* [GIVEN PROBLEM]:
Rescale the data starting at the line containing "of the printed" and ending at the last line of the data, reproducing every line in that span, including the request lines. Multiply each coordinate in the answers by 2.15 and round to the nearest whole number, rounding halves up; leave the requests and their format samples unchanged.
··· INPUT
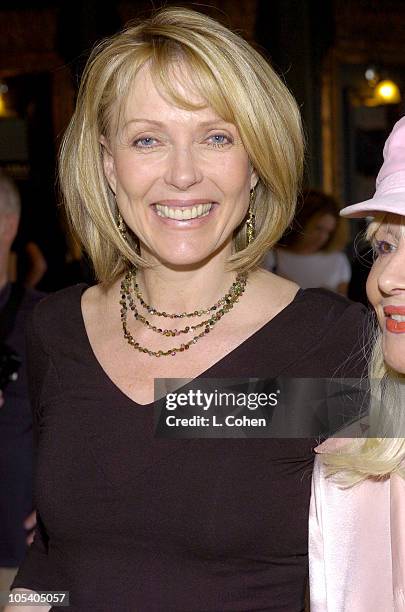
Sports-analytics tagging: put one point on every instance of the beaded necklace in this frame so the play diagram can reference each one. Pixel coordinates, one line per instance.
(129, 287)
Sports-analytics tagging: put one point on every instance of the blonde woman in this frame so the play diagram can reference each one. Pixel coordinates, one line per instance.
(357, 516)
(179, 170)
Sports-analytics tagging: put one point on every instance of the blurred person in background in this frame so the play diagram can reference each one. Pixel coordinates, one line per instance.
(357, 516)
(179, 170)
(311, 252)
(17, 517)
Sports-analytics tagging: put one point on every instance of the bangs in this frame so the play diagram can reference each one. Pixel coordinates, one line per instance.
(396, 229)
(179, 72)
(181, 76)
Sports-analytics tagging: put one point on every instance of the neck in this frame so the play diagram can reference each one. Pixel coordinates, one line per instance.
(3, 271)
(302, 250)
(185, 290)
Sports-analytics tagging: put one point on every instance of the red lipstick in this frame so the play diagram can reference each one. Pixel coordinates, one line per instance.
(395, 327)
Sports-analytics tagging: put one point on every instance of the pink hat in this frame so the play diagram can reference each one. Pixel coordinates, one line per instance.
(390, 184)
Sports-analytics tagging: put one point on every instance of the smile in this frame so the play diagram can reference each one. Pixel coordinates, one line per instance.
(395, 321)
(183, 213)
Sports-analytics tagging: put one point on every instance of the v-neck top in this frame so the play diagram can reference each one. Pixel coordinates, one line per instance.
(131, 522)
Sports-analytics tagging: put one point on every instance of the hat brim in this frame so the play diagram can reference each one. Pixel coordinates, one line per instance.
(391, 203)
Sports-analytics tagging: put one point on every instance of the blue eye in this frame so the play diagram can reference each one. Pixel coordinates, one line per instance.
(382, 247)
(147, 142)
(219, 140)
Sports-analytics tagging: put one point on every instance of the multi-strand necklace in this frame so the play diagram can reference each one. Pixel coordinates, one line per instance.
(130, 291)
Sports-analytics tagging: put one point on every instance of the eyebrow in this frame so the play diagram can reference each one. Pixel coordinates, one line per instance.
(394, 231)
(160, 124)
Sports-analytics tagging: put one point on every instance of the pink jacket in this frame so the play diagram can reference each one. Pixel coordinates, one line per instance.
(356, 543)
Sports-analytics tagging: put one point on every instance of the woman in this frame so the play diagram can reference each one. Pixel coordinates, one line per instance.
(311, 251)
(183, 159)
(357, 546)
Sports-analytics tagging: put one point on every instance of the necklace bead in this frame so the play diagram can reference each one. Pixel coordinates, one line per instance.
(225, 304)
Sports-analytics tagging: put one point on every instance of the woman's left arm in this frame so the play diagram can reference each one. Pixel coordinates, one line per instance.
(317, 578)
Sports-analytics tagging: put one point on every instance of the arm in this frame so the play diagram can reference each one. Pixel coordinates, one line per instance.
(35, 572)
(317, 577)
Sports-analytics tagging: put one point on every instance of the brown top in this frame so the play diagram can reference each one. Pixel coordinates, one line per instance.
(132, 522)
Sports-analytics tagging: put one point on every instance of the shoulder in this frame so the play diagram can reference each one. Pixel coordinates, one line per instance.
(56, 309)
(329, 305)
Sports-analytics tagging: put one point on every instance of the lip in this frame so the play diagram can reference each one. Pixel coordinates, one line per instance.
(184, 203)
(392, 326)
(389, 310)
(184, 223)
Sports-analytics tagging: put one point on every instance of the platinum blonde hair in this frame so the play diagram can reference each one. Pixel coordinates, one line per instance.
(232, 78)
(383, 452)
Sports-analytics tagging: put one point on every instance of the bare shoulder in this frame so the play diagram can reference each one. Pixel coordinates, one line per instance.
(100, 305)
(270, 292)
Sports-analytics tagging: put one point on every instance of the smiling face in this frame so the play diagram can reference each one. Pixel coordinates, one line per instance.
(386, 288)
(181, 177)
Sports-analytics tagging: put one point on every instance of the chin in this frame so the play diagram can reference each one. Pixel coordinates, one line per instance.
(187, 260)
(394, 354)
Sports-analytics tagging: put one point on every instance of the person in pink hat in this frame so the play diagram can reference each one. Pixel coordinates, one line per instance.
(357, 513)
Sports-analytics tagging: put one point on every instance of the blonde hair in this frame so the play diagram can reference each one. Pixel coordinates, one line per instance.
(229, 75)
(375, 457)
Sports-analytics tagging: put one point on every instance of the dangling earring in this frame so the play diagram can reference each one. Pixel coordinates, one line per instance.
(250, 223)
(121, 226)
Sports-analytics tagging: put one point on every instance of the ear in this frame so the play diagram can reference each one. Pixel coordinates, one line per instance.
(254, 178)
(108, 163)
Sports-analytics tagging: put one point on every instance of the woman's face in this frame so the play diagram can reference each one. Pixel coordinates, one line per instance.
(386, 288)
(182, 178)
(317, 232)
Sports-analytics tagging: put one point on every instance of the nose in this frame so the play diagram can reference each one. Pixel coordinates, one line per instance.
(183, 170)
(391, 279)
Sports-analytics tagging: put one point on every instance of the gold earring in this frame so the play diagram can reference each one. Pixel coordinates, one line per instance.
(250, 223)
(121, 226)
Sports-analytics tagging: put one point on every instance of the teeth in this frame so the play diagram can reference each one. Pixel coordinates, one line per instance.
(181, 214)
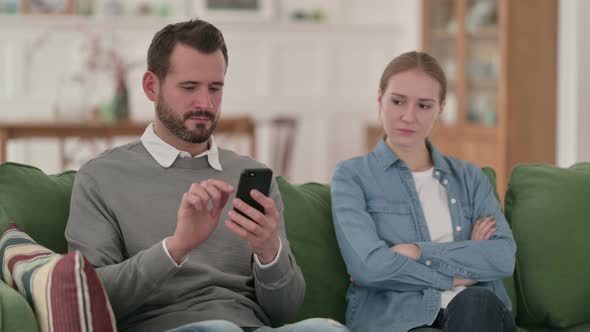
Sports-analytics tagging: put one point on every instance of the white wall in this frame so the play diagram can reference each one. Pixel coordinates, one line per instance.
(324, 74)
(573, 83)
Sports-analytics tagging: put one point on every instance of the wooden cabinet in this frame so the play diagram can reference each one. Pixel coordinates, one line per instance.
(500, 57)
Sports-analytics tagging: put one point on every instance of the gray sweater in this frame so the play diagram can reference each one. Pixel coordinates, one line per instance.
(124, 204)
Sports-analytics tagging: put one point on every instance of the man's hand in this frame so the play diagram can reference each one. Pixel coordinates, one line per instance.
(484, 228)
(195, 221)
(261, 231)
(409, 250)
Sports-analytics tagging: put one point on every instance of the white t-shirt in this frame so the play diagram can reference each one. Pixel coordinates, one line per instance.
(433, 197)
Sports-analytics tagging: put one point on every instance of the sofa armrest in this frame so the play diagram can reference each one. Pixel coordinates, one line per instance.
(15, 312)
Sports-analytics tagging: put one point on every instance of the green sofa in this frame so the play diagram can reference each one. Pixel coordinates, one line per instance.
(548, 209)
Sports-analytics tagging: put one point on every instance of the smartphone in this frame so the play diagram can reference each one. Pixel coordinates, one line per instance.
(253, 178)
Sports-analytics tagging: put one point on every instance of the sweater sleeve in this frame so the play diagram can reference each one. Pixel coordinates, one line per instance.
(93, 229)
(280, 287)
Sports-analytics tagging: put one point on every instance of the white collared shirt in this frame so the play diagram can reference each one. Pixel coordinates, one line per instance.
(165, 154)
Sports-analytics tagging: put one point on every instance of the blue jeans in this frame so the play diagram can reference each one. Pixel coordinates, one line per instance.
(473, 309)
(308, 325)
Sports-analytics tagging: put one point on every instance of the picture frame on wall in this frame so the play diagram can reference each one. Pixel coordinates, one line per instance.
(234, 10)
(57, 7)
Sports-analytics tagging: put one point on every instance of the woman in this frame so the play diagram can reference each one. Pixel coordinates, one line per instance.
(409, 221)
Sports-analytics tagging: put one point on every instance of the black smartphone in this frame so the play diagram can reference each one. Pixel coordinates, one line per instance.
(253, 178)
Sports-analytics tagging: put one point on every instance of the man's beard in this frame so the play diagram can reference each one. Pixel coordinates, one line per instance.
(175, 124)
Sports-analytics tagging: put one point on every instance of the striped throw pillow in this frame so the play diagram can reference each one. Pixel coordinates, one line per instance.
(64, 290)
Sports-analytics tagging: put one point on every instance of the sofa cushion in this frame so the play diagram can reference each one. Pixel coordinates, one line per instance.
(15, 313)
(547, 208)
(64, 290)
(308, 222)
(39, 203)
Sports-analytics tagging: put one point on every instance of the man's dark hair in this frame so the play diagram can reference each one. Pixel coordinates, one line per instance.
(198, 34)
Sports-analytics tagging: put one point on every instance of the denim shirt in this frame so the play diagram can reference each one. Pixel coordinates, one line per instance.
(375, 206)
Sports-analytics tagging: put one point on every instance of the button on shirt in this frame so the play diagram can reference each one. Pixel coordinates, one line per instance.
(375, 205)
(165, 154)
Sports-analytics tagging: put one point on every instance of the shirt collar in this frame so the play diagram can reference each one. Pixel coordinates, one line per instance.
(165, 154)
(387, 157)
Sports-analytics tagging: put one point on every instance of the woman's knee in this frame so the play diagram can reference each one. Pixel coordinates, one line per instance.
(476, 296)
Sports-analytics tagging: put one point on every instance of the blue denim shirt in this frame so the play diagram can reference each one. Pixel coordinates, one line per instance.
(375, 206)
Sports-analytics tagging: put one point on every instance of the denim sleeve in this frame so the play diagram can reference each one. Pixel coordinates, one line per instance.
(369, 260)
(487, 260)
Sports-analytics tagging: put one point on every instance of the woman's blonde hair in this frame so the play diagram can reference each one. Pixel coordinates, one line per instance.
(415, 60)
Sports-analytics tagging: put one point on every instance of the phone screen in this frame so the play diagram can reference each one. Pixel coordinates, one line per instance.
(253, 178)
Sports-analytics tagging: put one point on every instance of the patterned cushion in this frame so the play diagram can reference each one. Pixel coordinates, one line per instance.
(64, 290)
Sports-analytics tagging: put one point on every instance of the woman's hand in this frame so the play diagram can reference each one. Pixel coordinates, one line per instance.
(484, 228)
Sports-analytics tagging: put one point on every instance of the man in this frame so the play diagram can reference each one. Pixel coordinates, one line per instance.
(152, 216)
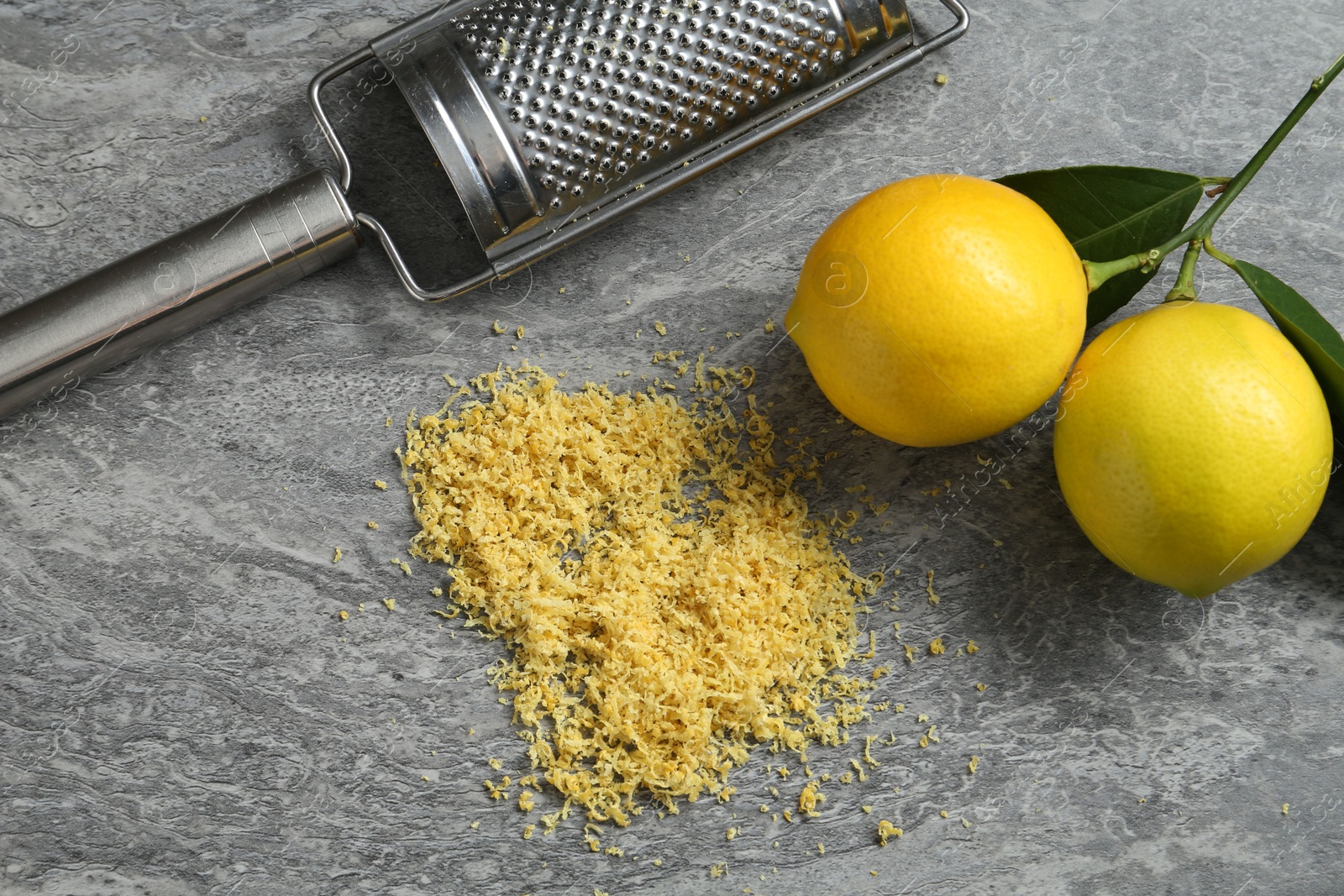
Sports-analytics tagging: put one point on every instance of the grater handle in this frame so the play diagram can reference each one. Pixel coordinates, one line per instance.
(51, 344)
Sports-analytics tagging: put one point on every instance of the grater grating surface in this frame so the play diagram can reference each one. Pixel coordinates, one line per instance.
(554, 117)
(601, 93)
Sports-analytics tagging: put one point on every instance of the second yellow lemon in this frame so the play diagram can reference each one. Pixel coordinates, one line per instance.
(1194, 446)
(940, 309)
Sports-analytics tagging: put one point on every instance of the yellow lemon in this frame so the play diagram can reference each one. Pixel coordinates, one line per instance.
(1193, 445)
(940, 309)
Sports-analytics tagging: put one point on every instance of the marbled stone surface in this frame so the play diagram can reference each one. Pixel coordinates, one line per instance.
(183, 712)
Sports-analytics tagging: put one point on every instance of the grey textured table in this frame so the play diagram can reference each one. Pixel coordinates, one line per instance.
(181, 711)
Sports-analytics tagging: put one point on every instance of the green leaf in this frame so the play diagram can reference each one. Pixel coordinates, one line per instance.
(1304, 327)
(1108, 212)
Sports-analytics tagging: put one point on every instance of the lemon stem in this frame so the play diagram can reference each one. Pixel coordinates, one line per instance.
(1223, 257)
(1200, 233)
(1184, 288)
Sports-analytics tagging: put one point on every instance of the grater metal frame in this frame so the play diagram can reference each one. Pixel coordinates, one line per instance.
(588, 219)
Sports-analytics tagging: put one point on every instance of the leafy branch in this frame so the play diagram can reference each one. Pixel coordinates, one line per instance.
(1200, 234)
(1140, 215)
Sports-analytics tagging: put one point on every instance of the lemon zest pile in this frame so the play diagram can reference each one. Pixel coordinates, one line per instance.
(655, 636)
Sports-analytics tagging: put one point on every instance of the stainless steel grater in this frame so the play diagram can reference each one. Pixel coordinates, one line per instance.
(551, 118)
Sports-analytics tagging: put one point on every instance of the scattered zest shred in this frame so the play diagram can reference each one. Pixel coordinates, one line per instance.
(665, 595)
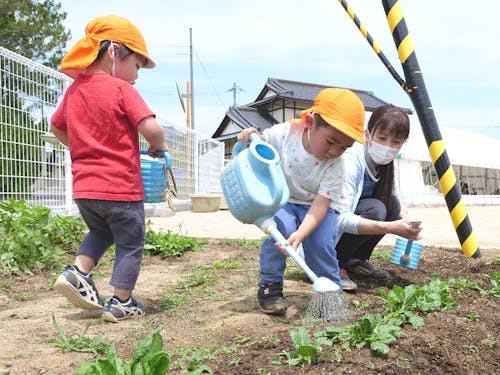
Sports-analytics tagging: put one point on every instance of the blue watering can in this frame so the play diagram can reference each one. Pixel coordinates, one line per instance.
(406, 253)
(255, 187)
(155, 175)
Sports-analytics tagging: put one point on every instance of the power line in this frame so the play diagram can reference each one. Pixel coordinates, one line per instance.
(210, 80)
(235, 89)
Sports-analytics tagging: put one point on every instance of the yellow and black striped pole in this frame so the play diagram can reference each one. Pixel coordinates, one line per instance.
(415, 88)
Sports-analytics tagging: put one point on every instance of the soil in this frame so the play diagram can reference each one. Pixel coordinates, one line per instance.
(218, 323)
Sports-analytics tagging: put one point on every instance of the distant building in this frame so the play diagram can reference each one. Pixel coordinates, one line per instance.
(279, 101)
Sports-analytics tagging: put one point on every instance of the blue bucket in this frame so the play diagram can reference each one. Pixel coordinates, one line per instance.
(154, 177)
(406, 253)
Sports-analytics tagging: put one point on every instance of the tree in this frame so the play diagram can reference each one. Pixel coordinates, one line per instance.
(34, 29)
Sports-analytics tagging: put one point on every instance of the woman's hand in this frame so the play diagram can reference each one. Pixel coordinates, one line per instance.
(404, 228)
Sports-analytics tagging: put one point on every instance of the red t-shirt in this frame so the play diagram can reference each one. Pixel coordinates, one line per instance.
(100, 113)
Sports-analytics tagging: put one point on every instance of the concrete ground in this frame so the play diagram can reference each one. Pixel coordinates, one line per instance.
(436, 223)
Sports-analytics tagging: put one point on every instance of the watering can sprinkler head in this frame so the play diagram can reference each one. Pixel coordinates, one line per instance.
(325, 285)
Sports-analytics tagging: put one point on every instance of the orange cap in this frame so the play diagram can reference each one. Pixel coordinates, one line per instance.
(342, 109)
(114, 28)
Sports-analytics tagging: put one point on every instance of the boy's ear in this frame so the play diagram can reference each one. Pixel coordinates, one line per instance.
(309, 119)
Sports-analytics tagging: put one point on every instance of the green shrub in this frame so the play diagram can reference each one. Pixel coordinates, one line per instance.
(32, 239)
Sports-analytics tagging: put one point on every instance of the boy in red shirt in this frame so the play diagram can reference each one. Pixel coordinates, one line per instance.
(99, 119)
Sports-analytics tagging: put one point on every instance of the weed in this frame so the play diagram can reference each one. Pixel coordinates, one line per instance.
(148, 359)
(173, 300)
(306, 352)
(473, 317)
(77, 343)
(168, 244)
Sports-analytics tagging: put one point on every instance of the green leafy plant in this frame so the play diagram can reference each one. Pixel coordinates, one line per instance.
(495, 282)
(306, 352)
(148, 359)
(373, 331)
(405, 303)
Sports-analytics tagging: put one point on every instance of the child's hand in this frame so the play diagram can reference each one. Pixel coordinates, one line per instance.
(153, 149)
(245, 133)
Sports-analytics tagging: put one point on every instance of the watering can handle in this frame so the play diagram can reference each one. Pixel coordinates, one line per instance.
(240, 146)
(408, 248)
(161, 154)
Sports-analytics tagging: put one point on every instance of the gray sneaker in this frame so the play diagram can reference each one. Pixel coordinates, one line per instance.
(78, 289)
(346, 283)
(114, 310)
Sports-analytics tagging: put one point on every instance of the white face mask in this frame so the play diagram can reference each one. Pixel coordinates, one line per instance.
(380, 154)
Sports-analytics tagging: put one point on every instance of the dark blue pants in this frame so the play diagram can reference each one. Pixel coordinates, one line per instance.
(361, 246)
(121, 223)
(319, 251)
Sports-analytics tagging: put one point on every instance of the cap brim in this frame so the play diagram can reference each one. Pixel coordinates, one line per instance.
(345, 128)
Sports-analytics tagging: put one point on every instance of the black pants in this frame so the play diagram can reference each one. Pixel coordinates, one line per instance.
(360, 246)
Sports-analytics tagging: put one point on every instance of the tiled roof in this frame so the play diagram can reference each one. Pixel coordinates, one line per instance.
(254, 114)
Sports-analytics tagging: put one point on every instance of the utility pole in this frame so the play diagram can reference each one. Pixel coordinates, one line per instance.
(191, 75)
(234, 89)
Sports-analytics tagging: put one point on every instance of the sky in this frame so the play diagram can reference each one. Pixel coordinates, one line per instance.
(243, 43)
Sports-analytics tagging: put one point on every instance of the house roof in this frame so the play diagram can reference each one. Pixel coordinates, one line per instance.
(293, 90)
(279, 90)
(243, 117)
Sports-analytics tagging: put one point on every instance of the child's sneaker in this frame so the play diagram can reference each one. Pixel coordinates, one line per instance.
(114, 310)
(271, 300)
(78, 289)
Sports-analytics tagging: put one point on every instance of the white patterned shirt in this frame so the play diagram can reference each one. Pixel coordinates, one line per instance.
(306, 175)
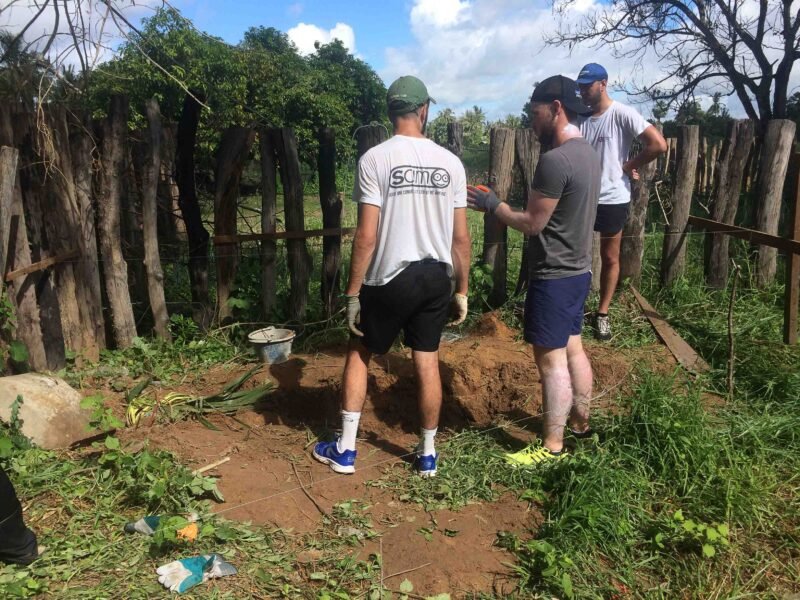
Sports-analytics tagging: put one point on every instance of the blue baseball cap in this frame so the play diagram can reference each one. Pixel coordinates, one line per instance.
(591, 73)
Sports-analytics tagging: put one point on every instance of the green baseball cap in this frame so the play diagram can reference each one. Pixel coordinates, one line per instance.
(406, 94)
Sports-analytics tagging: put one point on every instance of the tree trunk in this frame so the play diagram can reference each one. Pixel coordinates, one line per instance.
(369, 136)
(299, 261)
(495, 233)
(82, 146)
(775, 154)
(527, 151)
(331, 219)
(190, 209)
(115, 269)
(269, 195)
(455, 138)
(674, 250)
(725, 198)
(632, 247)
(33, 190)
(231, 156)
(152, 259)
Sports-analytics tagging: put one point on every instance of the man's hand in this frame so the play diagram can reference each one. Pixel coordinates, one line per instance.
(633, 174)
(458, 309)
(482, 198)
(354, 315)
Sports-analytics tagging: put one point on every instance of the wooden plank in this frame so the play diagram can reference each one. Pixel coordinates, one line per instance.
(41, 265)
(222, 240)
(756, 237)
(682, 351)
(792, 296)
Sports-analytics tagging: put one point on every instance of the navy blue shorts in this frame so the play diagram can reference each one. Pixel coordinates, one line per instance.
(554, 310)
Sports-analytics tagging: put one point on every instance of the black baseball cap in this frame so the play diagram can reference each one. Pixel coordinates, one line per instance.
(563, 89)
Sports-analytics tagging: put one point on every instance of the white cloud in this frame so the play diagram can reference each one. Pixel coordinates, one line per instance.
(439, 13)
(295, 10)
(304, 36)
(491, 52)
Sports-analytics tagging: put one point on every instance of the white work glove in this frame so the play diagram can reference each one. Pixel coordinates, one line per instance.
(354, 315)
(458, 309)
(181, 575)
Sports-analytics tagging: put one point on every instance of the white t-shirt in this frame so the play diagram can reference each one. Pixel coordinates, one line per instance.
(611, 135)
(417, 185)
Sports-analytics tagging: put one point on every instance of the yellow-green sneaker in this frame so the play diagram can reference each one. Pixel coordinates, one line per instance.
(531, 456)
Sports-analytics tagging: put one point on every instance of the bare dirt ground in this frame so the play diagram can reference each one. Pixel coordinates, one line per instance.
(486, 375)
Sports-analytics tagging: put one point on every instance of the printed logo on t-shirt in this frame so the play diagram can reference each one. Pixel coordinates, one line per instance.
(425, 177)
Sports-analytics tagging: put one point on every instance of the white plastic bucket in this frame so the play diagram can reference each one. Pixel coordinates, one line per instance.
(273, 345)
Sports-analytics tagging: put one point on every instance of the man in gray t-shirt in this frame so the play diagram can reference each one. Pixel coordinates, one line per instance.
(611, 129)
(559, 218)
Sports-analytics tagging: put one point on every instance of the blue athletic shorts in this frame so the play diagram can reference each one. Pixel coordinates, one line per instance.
······
* [CORRECT RESPONSE]:
Sports-analytics tagging: put one point on every instance of the printed logo on t-shirt in this frame so the play diagram can reference each one. Pixel coordinates, one line per instance.
(914, 381)
Sports-analytics tagging: put one point on every instance of the white plastic bucket in this frame so the play diagram can reference each one. Pixel coordinates, one line per instance.
(587, 742)
Sports-analytics tagging: put one point on every instance of the man in gray t-shirt in this frame so the play diagram can reference each one. Pixel coordinates, one line per instance.
(1314, 277)
(1202, 469)
Sports-analytics tagging: put one point on every instance of the blue athletic shorts in this frame so the play diagram can reference each one. Pixel coordinates, one line per instance.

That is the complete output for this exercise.